** Data extract follows **

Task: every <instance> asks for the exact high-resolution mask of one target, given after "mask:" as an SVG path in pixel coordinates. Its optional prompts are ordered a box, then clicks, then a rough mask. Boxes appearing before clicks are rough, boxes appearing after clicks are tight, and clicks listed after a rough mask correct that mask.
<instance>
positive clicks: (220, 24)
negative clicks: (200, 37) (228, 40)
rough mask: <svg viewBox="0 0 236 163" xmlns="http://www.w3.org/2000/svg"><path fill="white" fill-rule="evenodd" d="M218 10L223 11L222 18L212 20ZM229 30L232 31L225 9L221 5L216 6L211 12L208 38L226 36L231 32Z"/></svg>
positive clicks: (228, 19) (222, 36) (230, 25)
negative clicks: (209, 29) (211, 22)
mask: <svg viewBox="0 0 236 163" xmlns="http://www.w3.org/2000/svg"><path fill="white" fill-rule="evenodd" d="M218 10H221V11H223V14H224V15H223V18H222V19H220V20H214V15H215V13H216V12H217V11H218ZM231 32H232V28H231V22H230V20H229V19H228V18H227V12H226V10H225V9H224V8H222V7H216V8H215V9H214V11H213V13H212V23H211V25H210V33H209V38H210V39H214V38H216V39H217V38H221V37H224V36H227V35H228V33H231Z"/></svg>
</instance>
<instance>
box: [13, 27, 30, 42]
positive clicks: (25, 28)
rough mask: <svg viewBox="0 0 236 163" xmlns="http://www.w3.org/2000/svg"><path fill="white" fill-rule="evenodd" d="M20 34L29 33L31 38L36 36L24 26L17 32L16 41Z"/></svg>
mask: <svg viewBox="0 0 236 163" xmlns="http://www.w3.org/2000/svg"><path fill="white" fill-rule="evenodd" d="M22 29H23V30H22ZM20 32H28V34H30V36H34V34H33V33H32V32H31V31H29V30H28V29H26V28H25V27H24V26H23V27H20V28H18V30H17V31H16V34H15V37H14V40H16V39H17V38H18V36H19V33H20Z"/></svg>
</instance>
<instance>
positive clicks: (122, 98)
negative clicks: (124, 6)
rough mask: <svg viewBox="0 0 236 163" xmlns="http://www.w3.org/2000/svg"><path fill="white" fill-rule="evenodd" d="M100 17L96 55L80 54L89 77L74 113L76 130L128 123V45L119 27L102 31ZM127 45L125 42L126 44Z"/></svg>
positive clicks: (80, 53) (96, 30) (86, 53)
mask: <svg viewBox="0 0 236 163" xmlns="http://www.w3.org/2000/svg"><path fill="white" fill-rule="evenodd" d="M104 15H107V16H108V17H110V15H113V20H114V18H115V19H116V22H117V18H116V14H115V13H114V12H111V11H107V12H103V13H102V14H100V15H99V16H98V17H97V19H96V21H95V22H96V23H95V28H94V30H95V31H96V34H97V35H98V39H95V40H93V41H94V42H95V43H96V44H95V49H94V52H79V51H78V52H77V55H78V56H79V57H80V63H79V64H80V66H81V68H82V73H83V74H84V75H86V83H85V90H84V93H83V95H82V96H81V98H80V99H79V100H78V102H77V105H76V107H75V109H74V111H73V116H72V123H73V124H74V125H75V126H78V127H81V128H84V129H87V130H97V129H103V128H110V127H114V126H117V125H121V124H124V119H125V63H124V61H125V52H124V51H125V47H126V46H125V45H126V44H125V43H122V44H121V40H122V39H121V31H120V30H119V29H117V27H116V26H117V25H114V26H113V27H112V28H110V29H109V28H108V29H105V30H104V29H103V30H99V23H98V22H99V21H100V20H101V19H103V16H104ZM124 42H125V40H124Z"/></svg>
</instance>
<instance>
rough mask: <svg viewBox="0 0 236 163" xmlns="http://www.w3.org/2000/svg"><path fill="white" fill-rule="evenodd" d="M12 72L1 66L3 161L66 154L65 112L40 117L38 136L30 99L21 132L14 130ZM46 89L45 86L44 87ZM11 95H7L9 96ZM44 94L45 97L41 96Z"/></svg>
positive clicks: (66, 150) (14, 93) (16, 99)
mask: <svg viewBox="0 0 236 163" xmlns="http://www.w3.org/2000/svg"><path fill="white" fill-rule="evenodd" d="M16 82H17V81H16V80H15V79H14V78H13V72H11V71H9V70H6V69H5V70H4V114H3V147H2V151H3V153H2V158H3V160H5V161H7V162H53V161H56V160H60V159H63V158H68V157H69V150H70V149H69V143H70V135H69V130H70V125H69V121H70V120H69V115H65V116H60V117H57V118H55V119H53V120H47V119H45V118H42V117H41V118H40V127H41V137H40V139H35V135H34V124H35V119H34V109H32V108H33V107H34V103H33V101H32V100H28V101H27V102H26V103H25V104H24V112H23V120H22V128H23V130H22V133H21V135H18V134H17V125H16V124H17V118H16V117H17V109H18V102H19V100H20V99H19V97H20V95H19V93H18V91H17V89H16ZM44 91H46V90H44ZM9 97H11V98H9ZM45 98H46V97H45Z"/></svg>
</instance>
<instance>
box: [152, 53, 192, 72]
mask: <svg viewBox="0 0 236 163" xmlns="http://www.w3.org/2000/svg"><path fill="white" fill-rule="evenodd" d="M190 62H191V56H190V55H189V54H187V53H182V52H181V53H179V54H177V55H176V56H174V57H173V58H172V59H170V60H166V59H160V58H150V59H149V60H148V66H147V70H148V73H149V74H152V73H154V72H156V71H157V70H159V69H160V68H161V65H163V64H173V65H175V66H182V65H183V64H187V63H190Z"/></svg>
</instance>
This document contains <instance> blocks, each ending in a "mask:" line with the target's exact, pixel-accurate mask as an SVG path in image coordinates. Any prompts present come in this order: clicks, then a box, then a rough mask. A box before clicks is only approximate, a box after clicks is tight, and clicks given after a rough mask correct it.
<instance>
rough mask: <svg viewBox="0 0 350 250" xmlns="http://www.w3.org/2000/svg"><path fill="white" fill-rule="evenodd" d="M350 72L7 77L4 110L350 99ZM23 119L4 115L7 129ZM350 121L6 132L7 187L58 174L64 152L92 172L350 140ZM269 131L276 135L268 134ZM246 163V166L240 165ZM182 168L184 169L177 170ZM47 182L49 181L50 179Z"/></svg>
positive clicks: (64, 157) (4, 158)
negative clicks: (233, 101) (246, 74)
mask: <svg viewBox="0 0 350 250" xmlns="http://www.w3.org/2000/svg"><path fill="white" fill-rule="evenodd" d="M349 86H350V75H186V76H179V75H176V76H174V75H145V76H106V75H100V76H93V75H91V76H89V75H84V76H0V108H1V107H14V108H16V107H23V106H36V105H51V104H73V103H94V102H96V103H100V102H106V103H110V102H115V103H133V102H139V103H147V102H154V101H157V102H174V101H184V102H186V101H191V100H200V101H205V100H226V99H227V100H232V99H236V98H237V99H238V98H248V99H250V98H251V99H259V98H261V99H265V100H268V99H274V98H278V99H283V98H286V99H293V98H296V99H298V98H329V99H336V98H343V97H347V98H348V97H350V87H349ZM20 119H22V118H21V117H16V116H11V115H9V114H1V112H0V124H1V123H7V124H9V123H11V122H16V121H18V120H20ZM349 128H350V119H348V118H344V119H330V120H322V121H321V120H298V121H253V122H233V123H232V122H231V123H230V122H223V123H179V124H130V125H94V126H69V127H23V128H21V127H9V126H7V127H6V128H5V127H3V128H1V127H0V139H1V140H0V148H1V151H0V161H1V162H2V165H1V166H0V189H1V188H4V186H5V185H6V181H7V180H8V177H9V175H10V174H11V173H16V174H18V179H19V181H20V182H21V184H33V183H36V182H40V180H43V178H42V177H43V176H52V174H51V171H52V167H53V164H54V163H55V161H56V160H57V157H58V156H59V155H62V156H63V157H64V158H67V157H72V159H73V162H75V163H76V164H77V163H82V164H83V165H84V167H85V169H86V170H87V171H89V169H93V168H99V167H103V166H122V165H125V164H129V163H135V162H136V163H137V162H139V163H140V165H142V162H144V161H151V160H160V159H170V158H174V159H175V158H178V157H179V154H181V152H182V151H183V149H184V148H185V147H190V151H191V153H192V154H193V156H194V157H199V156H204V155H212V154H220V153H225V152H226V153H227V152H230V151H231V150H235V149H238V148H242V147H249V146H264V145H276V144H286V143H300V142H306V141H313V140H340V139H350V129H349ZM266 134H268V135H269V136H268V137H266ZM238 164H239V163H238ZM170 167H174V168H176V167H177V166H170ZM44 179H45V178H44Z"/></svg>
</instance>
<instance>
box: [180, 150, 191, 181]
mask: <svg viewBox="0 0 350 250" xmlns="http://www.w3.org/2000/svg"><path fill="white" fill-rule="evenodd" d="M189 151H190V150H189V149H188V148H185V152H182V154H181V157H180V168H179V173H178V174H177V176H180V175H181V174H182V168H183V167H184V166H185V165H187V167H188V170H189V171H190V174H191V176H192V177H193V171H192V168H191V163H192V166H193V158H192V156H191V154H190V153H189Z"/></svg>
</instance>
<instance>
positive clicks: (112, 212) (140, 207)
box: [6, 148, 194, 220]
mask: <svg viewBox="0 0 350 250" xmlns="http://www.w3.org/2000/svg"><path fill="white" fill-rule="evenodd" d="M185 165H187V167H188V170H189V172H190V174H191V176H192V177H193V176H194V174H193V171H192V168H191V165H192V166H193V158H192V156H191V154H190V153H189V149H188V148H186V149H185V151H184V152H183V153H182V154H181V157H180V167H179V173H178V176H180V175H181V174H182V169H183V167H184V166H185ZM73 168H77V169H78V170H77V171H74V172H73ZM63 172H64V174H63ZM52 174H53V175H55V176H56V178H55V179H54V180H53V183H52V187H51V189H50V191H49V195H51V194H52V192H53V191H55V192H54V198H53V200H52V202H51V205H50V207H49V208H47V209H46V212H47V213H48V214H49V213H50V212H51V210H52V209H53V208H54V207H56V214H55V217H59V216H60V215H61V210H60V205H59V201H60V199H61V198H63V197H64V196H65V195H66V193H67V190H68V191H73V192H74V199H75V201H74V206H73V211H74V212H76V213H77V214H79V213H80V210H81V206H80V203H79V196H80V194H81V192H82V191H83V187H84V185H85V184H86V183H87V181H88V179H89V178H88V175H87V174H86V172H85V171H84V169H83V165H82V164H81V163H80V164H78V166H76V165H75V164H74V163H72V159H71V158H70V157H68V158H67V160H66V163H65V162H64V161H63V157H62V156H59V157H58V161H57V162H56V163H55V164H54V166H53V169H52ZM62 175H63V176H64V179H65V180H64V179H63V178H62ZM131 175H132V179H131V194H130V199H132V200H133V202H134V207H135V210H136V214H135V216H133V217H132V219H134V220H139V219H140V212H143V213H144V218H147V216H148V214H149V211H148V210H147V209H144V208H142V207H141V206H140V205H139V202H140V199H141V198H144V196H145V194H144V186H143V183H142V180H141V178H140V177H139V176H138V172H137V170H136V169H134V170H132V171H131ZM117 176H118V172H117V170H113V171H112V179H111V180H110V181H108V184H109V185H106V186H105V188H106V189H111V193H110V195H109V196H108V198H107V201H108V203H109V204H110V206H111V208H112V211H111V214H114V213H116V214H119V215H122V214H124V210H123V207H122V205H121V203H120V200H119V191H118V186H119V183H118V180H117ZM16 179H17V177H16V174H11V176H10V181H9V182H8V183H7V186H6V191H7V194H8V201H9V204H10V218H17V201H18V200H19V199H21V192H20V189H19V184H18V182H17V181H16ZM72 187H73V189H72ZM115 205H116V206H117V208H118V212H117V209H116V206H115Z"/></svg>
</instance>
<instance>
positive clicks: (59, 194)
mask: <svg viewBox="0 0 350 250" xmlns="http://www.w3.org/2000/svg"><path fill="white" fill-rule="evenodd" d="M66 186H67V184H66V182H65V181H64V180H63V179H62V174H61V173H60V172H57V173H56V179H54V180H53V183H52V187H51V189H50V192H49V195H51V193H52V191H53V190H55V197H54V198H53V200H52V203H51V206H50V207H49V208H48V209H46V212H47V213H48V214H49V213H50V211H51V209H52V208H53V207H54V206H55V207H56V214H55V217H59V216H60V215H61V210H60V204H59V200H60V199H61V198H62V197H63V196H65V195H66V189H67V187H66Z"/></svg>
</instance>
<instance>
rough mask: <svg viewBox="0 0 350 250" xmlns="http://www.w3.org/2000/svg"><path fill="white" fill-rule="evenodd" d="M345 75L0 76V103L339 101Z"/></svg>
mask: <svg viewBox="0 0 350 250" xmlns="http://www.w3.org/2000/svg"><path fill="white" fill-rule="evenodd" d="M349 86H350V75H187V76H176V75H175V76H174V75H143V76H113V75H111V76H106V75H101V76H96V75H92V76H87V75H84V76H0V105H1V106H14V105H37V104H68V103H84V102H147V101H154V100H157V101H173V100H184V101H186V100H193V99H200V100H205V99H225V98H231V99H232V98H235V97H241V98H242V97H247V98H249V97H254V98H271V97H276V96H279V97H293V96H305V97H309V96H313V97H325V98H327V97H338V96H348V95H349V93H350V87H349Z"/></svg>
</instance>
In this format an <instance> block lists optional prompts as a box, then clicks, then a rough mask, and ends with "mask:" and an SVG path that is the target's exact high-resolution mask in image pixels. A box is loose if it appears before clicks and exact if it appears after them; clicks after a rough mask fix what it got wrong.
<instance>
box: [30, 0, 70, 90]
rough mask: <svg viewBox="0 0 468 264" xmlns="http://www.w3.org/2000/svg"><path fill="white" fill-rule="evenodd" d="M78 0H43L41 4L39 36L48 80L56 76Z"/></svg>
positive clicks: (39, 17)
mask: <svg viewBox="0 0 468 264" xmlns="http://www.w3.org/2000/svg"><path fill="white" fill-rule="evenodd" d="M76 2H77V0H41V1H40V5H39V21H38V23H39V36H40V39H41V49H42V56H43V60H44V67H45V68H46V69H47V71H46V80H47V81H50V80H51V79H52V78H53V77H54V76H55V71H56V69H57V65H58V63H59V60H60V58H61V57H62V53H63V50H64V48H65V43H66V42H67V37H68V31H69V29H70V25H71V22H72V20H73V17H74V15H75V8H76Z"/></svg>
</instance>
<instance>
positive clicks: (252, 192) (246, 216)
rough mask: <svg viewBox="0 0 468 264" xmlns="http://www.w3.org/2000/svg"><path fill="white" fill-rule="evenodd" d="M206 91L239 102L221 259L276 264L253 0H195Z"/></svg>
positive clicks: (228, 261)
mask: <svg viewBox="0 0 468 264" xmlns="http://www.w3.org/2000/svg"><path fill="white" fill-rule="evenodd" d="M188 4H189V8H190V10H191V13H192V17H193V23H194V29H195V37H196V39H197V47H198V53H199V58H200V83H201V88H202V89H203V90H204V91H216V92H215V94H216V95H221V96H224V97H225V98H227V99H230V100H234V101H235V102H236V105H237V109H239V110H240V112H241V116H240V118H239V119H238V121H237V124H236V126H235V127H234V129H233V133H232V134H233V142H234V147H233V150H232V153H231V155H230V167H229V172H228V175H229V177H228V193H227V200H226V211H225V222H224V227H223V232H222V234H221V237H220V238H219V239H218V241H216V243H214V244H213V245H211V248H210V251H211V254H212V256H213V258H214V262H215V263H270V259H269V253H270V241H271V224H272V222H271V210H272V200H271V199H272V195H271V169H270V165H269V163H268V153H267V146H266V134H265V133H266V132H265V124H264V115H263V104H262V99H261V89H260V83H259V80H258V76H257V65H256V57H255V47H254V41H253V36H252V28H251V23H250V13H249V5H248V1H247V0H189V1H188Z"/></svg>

** End of Data extract **

Recast everything from the start of the material above down to the line containing "negative clicks: (200, 37) (228, 40)" as a JSON list of strings, one string per line and no blank lines.

__Result for this task__:
[
  "Task: every <instance> asks for the exact high-resolution mask of one target, given after \"mask:\" as an SVG path in pixel coordinates. Its optional prompts are ordered a box, then clicks, then a rough mask. Boxes appearing before clicks are rough, boxes appearing after clicks are tight, and clicks listed after a rough mask correct that mask.",
  "<instance>",
  "positive clicks: (220, 24)",
  "negative clicks: (200, 37) (228, 40)"
]